## begin Extracted material

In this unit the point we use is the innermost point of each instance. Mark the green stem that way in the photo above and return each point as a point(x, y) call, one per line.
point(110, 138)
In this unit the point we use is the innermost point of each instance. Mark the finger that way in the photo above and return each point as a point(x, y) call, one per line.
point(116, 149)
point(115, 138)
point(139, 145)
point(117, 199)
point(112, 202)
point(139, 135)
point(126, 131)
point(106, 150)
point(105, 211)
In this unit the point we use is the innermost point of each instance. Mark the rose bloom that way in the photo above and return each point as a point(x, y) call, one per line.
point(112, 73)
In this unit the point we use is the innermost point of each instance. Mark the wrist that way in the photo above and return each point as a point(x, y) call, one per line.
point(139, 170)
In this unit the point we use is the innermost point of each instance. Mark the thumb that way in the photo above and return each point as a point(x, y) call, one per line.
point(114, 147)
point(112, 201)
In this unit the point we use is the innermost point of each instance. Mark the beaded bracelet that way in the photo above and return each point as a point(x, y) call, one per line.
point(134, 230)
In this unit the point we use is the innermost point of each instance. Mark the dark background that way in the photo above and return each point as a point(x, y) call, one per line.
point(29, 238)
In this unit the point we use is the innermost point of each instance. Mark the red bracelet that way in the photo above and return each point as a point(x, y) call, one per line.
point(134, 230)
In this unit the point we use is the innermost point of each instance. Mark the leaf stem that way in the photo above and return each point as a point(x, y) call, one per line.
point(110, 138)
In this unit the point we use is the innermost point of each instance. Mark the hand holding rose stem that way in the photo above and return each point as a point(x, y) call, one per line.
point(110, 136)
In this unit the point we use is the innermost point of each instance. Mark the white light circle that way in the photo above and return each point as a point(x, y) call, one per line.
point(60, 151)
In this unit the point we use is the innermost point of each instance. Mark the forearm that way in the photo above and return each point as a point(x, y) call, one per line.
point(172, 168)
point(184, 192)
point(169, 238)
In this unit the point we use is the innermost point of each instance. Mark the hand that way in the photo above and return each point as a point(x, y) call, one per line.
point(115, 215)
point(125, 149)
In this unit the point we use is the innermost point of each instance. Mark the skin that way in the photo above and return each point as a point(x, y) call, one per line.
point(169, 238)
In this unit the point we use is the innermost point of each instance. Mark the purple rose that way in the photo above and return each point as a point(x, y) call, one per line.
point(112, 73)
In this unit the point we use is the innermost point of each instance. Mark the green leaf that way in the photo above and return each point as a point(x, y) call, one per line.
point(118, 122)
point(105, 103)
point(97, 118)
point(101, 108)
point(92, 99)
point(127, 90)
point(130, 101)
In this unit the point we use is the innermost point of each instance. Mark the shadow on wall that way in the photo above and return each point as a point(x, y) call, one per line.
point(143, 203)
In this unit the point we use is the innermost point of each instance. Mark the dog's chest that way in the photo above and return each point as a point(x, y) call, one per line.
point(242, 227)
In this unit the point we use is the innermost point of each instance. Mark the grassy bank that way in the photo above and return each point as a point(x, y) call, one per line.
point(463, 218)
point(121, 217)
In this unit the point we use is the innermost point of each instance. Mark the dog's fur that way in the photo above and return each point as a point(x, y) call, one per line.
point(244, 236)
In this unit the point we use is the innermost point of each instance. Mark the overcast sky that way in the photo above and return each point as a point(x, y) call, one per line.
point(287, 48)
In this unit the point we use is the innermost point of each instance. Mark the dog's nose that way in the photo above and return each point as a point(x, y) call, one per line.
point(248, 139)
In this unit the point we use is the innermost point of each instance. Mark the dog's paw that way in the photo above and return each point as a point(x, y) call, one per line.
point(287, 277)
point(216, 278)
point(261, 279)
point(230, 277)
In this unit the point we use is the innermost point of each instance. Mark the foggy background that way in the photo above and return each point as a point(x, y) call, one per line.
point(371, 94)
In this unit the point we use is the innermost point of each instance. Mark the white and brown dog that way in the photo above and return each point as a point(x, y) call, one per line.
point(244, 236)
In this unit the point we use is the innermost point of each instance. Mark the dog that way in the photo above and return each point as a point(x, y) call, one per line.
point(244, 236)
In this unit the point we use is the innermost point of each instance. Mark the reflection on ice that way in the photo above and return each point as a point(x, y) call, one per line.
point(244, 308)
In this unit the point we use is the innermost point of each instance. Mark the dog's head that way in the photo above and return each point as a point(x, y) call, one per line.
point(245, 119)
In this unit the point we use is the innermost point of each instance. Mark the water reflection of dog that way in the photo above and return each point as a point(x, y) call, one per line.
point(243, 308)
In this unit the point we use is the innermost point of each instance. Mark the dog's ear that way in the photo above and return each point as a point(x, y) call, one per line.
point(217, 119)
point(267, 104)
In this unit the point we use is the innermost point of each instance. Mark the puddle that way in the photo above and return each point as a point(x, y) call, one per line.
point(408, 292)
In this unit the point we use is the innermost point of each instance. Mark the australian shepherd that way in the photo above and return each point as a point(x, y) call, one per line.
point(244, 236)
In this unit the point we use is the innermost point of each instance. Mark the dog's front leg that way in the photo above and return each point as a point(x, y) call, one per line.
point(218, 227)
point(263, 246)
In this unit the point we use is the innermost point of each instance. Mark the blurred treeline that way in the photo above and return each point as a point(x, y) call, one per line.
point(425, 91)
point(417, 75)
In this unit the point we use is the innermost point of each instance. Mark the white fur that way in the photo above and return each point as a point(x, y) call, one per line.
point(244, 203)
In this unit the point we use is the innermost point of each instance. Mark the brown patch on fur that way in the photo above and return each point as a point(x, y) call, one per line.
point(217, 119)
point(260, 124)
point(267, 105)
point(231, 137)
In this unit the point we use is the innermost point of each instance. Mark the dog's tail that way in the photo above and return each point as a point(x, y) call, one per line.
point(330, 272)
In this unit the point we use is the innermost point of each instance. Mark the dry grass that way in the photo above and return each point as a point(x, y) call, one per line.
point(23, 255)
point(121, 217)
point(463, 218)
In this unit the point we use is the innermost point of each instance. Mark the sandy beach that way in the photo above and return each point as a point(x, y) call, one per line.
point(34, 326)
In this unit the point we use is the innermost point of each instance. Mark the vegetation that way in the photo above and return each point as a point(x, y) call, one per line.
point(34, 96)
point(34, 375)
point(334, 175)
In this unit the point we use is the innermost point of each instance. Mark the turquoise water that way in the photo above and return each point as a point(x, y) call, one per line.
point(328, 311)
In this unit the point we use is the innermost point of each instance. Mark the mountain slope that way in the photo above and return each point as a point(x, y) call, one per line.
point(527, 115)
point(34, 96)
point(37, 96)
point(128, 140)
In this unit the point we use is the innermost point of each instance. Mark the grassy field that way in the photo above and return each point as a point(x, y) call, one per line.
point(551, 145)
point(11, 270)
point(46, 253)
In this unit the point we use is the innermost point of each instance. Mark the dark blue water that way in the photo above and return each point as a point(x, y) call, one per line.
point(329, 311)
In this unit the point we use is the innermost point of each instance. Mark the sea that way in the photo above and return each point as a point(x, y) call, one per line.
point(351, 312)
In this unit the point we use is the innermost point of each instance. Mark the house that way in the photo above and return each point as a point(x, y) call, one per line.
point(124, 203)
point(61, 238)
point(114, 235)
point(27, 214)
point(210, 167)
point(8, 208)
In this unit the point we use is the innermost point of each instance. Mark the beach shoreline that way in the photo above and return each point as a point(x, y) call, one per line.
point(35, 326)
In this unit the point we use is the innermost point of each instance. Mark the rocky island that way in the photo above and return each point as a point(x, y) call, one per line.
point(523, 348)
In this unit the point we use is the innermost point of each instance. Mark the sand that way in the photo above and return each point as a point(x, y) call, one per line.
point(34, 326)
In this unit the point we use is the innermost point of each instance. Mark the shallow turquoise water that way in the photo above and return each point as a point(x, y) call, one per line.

## end Extracted material

Given request = Rewrite the lines from the line with "the dog's paw" to the line with "point(243, 308)", changing "innermost" to "central" and leaving everything else unchanged.

Exercise output =
In this unit the point we use is the central point of each instance. Mark the dog's paw that way in the photo above and return each point as a point(x, y) call, one per line.
point(287, 277)
point(216, 278)
point(261, 279)
point(230, 277)
In this unit the point we use is the central point of each instance. Mark the foggy background that way in the photo above and return each point as a point(x, y) call, one per line.
point(371, 94)
In this unit the point we use is the central point of each instance. Mark the white and brown dog that way in the photo above and return each point as a point(x, y) call, one per line.
point(244, 236)
In this unit the point we use is the central point of each instance. Mark the dog that way in the photo above and return each point as a point(x, y) call, one per line.
point(244, 236)
In this unit the point we use is the central point of each instance. Mark the reflection on ice that way in the photo above and return each point as a point(x, y) call, one per line.
point(244, 308)
In this unit the point we use is the central point of each instance. Mark the dog's head that way in the photo above and return each point as a point(x, y) call, one per line.
point(245, 119)
In this unit the point we use is the central point of each instance. Mark the water reflection of dog that way in the photo above and return each point as a point(x, y) call, one per line.
point(243, 308)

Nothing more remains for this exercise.